Begin

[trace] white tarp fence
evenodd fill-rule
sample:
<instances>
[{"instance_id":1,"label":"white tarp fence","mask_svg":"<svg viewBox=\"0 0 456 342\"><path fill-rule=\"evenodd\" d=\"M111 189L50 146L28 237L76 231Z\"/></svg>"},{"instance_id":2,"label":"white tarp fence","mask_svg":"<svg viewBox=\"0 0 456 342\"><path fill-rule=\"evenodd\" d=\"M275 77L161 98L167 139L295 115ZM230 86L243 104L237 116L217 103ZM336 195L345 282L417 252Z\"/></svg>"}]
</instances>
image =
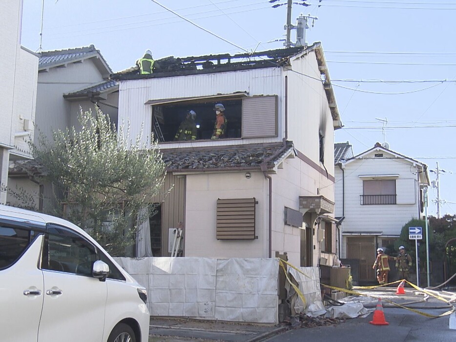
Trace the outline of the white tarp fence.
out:
<instances>
[{"instance_id":1,"label":"white tarp fence","mask_svg":"<svg viewBox=\"0 0 456 342\"><path fill-rule=\"evenodd\" d=\"M278 259L115 259L147 289L152 316L278 322Z\"/></svg>"},{"instance_id":2,"label":"white tarp fence","mask_svg":"<svg viewBox=\"0 0 456 342\"><path fill-rule=\"evenodd\" d=\"M301 272L290 267L288 271L294 282L303 294L306 302L302 301L294 289L287 282L285 288L288 293L291 315L305 312L308 316L316 317L325 314L326 310L321 300L320 288L320 269L318 267L299 267Z\"/></svg>"}]
</instances>

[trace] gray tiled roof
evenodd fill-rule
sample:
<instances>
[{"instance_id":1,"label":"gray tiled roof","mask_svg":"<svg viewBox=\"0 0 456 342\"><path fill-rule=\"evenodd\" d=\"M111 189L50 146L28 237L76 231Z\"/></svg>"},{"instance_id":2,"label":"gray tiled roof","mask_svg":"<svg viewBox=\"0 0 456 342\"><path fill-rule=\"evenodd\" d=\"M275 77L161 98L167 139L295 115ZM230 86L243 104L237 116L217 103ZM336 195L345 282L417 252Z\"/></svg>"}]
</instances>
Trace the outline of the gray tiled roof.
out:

End

Copy all the data exactly as written, but skip any picture.

* Solution for this task
[trace] white tarp fence
evenodd fill-rule
sample:
<instances>
[{"instance_id":1,"label":"white tarp fence","mask_svg":"<svg viewBox=\"0 0 456 342\"><path fill-rule=\"evenodd\" d=\"M111 189L50 146L28 237L76 231Z\"/></svg>"},{"instance_id":2,"label":"white tarp fence","mask_svg":"<svg viewBox=\"0 0 456 342\"><path fill-rule=\"evenodd\" d=\"M275 77L161 98L167 139L295 115ZM230 86L243 104L237 116L217 103ZM336 195L345 282L417 252Z\"/></svg>"}]
</instances>
image =
Trace the outline of the white tarp fence.
out:
<instances>
[{"instance_id":1,"label":"white tarp fence","mask_svg":"<svg viewBox=\"0 0 456 342\"><path fill-rule=\"evenodd\" d=\"M278 259L115 259L147 289L152 316L278 322Z\"/></svg>"},{"instance_id":2,"label":"white tarp fence","mask_svg":"<svg viewBox=\"0 0 456 342\"><path fill-rule=\"evenodd\" d=\"M301 272L290 267L288 271L294 282L303 294L306 302L302 301L294 289L287 282L285 288L288 293L291 315L305 312L308 316L316 317L325 314L326 310L321 300L320 288L320 269L318 267L299 267Z\"/></svg>"}]
</instances>

[trace] gray tiled roof
evenodd fill-rule
sample:
<instances>
[{"instance_id":1,"label":"gray tiled roof","mask_svg":"<svg viewBox=\"0 0 456 342\"><path fill-rule=\"evenodd\" d=\"M111 189L50 146L28 237L76 231Z\"/></svg>"},{"instance_id":2,"label":"gray tiled roof","mask_svg":"<svg viewBox=\"0 0 456 342\"><path fill-rule=\"evenodd\" d=\"M275 77L161 98L167 139L295 115ZM230 86L243 104L237 116L217 103ZM336 195L345 282L417 252Z\"/></svg>"}]
</instances>
Trace the outline of the gray tiled roof.
out:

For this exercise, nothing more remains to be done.